■ **Supplied text**:
* START *
A Human-Trustable Self-Improving Machine Learning Framework for Rapid Disaster Responses Using Satellite Sensor Imagery
Lead Research Organisation:
University of Surrey
Department Name: Computing Science
Abstract
Due to the abrupt changes in Earth's climate and the dramatic global rise of urbanisation, natural disasters have become unpredictable and caused great social and economic devastation in recent years. According to one published study, between 2015-2019, there were a total of 1624 reported natural disasters, such as earthquakes, floods, landslides, etc., killing on average 60,000 people each year globally. Although humans cannot prevent natural disasters in most cases, timely responses can play a critical role in disaster relief and life-saving. Rapid and accurate building damage assessment (BDA) is required in humanitarian assistance and disaster response to carry out life-saving efforts. However, current BDAs are mostly based on manual inspection and documentation, which is time consuming and labour-intensive.
Although high-resolution satellite sensor images (HRSSIs) such as GeoEye-1, WorldView-2 and 3, have become the major source of first-hand information for BDA, those images often present a mosaic of complex geometrical structures and spatial patterns. Automatic information extraction from HRSSIs of disaster-affected areas is imperative under time-critical situations, and has the potential to facilitate post-disaster assessment, speed up the life-saving rescue processes. However, this remains an extremely challenging task for the state-of-the-art machine learning (ML) algorithms. In practice, human experts have to manually interpret and examine the captured HRSSIs, which involves significant time and labour.
Conventional ML-based BDA methods leverage mainstream classifiers, such as support vector machine, random forest, to generate a damage map based on hand-crafted features extracted from pre- and post- disaster images. However, the complexity and heterogeneity of HRSSIs hinder the applicability of conventional methods, making feature extraction extremely difficult. Besides, buildings often involve only a few pixels, leaving minimal structural information to exploit. Although conventional methods do not require a large volume of training images and are more interpretable, they fail easily on real scenes. On the other hand, deep learning techniques, particularly, deep convolutional neural networks (DCNNs) have reported significant achievements in the field of computer vision and pattern recognition. Some recent studies have explored the capability of DCNNs on BDA and reported promising outcomes under experimental conditions. DCNN-based methods have become increasingly popular and are currently the state-of-the-art in BDA research. However, DCNNs are often characterised as black boxes, and are computationally intensive and data-hungry. As the underlying mechanisms are different from humans and not understandable, DCNNs can fail easily in unfamiliar scenarios due to uncertainties and are often observed to exhibit unexpected behaviours. These disadvantages hinder the practical utilities of DCNN-based BDA methods in real-world scenarios. As a result, emergency management services (EMSs), e.g., the International Charter Space and Major Disasters, still rely on visual interpretation of HRSSIs to assess building damage due to the reliability.
To make ML-based BDA methods reliable for real-world scenarios, this project aims to catalyse a step-change in artificial intelligence by developing highly innovative explainable ML (XML) techniques to automate the BDA processes based on post-disaster HRSSIs. The developed XML techniques will act as a framework for scene understanding, building segmentation and damage assessment on both scene-level and pixel-level in a joint fashion, and have the capacity to self-adapt to different application scenarios in real-time to address real-world uncertainties. By achieving a reliable automated solution to facilitate the highly challenging post-disaster BDA task, we ultimately aim to assist EMSs for faster post-disaster assessment, facilitating life-saving process.
* END *
■ **Required actions**:
A. Transcribe the passage of the abstract starting with "Although high-resolution satellite" and going on through "time and labour.".
B. Translate this sentence from the abstract into Spanish: "Although humans cannot prevent natural disasters in most cases, timely responses can play a critical role in disaster relief and life-saving."

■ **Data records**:
* START *
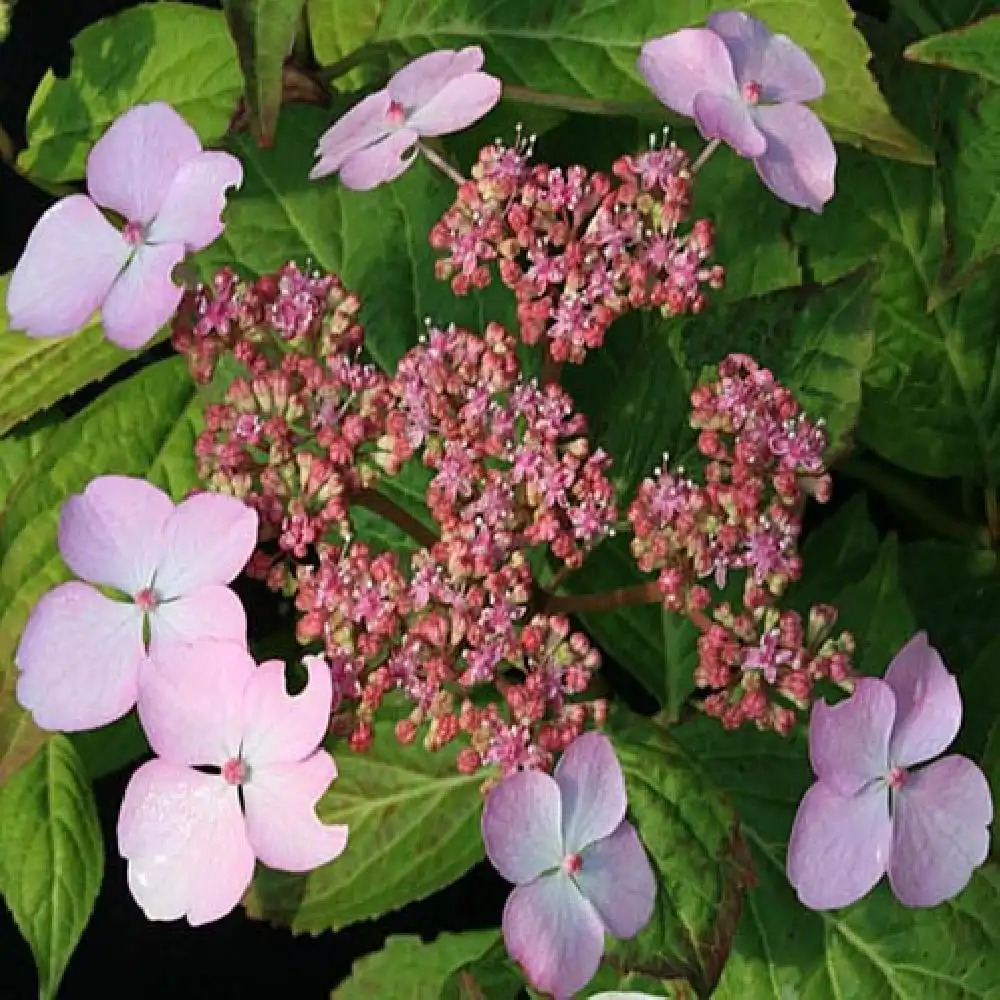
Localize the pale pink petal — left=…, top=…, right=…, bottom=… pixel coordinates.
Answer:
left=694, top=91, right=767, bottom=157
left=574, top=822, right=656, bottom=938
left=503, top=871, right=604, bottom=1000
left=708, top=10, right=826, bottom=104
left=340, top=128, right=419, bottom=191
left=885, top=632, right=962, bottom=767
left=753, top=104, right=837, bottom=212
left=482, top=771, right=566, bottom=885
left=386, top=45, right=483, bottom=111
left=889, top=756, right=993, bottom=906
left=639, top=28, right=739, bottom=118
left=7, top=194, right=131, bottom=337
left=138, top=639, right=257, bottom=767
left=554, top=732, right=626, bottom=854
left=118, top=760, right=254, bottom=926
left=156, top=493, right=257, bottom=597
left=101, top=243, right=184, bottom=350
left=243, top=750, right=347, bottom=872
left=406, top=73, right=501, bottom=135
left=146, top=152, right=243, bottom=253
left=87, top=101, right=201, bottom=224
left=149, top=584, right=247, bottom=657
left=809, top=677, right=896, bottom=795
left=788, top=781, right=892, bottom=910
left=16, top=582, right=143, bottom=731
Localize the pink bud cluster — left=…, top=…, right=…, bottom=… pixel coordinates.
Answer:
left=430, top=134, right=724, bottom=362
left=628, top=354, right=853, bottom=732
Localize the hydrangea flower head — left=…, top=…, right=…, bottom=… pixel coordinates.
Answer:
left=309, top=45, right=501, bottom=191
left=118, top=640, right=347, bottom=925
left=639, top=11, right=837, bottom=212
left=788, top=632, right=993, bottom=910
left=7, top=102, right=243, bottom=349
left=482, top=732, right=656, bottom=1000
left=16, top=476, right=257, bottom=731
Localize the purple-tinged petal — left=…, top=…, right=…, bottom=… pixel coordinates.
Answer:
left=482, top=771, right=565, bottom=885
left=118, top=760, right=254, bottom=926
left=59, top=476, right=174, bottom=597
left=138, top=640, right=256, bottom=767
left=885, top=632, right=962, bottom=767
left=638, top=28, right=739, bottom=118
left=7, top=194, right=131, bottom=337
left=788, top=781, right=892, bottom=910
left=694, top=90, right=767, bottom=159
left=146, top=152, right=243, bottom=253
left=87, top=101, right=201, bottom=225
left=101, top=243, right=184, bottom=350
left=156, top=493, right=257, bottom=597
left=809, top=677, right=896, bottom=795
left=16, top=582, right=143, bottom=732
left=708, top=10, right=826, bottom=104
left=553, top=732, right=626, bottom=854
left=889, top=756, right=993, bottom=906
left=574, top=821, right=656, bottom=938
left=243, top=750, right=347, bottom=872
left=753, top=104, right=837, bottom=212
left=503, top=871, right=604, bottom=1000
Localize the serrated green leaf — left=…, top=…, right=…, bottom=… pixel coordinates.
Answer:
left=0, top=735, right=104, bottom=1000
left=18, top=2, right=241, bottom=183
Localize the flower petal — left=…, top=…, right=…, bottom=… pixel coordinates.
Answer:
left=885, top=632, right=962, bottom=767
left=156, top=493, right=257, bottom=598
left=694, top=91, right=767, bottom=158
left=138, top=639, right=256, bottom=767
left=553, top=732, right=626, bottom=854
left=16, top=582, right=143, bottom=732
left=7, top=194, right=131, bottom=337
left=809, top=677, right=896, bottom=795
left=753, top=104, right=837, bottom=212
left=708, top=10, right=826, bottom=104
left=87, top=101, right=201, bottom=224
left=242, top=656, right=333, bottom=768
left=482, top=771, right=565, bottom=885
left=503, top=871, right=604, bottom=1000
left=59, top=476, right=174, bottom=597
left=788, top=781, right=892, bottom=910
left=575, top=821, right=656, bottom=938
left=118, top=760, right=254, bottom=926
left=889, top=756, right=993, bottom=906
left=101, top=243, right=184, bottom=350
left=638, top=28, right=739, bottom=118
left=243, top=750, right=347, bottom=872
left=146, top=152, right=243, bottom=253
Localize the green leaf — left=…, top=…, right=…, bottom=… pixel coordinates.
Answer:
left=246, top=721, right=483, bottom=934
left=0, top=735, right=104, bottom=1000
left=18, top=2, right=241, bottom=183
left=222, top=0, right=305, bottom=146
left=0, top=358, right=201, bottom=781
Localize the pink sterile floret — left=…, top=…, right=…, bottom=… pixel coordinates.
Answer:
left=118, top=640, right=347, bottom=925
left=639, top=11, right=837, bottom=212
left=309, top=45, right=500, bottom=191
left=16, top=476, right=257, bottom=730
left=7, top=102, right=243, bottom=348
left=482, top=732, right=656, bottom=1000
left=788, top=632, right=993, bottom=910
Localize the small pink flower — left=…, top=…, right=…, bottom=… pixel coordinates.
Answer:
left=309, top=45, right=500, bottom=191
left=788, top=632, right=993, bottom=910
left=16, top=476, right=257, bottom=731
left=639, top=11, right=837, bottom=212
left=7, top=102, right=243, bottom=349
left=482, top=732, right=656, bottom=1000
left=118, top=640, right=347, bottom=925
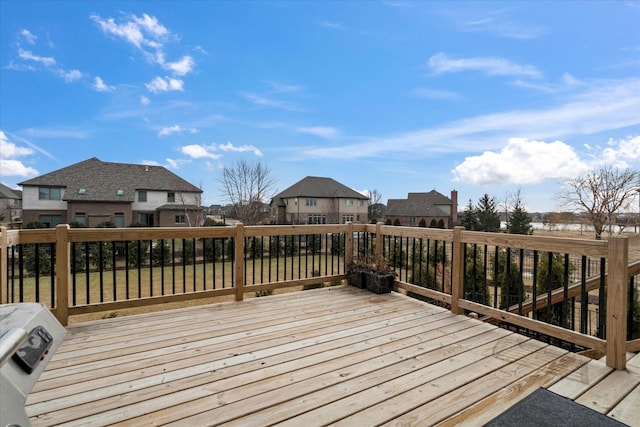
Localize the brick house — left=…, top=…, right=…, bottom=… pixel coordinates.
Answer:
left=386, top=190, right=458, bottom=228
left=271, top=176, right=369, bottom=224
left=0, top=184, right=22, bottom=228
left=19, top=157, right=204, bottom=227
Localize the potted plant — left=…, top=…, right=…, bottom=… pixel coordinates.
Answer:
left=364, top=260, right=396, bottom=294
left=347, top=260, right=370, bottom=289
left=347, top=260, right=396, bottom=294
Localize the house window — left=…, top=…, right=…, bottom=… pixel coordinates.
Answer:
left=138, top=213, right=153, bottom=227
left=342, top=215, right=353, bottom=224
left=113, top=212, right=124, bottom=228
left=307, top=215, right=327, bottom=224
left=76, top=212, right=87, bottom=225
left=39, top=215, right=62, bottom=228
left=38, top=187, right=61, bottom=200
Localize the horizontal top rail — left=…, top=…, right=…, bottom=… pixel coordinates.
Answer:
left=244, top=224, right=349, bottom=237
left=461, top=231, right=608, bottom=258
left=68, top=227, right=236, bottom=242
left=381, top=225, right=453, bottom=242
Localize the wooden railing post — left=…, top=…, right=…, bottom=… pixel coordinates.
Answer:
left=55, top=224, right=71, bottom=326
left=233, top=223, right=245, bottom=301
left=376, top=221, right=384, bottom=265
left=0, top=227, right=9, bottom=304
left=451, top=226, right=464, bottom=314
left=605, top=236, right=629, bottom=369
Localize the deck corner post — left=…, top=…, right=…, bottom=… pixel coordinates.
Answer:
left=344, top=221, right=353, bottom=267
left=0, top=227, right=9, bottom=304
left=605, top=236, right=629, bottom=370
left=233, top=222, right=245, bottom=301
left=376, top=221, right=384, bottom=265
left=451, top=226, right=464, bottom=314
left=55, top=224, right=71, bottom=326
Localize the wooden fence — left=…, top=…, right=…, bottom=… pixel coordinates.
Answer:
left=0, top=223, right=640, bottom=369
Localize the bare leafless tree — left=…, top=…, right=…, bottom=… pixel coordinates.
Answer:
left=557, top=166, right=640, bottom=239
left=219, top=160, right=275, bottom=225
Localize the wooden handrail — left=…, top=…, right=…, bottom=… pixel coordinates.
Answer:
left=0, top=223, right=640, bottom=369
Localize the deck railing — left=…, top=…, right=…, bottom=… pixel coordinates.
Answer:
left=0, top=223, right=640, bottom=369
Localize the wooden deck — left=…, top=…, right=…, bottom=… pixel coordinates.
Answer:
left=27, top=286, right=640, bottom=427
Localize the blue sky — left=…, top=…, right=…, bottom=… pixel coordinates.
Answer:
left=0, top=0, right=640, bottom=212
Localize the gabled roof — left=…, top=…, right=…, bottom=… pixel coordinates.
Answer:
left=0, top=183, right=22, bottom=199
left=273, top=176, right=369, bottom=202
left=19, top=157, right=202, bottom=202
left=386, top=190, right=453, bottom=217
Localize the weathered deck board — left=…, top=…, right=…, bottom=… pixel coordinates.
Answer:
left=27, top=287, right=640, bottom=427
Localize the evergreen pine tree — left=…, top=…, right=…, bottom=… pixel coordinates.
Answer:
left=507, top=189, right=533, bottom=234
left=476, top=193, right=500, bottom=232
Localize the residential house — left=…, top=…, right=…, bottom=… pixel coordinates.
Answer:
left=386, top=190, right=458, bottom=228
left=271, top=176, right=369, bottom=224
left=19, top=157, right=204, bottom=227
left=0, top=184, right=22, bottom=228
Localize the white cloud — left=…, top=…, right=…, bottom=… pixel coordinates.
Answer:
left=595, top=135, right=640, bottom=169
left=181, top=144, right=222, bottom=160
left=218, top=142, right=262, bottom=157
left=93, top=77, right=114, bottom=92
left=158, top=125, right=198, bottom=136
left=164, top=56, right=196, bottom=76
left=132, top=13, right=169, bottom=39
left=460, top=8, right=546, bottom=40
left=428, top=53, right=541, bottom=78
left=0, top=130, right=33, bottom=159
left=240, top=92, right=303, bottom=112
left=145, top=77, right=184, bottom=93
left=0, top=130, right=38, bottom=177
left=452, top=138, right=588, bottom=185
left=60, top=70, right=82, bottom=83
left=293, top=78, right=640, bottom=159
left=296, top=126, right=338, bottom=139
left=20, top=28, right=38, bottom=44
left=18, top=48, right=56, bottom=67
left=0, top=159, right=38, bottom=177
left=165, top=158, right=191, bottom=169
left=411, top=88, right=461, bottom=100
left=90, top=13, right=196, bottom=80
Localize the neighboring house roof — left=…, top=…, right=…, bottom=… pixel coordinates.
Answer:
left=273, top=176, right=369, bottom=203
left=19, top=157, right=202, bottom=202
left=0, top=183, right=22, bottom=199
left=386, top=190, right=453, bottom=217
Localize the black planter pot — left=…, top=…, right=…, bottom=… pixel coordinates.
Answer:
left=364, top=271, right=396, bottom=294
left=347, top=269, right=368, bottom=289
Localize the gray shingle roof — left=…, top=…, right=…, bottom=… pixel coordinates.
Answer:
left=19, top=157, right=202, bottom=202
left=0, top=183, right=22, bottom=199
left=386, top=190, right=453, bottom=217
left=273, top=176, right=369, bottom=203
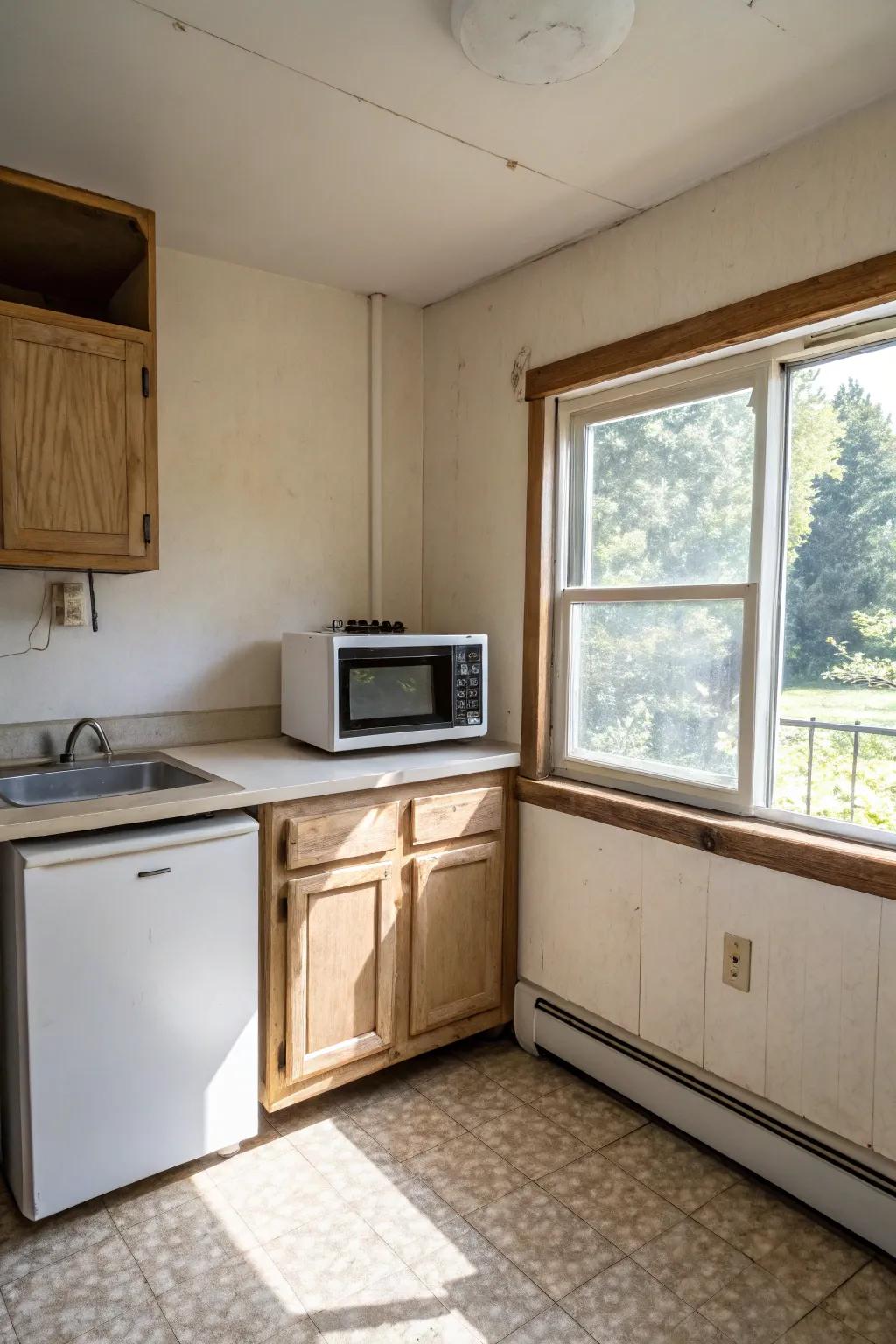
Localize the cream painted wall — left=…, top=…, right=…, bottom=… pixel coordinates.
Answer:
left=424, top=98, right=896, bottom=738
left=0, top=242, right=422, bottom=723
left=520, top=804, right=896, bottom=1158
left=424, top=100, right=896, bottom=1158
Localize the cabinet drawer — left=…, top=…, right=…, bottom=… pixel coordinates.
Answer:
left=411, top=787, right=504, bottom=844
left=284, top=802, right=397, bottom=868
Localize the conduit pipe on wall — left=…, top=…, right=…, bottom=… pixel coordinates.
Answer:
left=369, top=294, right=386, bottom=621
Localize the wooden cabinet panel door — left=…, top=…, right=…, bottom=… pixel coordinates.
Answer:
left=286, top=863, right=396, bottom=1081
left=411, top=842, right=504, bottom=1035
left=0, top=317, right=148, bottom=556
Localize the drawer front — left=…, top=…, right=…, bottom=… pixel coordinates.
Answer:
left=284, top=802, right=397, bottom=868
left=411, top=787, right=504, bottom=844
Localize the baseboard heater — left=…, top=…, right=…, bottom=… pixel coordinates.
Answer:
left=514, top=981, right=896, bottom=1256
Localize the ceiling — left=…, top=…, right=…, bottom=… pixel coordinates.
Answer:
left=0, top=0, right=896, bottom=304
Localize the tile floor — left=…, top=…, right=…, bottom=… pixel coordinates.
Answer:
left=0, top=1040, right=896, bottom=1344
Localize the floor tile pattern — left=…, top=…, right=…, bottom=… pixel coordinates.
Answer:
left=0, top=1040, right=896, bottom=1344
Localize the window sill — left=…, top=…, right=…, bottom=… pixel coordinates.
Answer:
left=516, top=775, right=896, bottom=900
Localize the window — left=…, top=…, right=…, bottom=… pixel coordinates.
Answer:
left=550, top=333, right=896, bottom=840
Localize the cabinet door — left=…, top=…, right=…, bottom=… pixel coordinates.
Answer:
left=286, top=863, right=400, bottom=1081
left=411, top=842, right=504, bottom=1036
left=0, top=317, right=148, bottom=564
* END *
■ **Solved tasks**:
A.
Although high-resolution satellite sensor images (HRSSIs) such as GeoEye-1, WorldView-2 and 3, have become the major source of first-hand information for BDA, those images often present a mosaic of complex geometrical structures and spatial patterns. Automatic information extraction from HRSSIs of disaster-affected areas is imperative under time-critical situations, and has the potential to facilitate post-disaster assessment, speed up the life-saving rescue processes. However, this remains an extremely challenging task for the state-of-the-art machine learning (ML) algorithms. In practice, human experts have to manually interpret and examine the captured HRSSIs, which involves significant time and labour.

B. Aunque en la mayoría de los casos los seres humanos no pueden prevenir los desastres naturales, las respuestas oportunas pueden desempeñar un papel crucial en el socorro ante desastres y en el salvamento de vidas.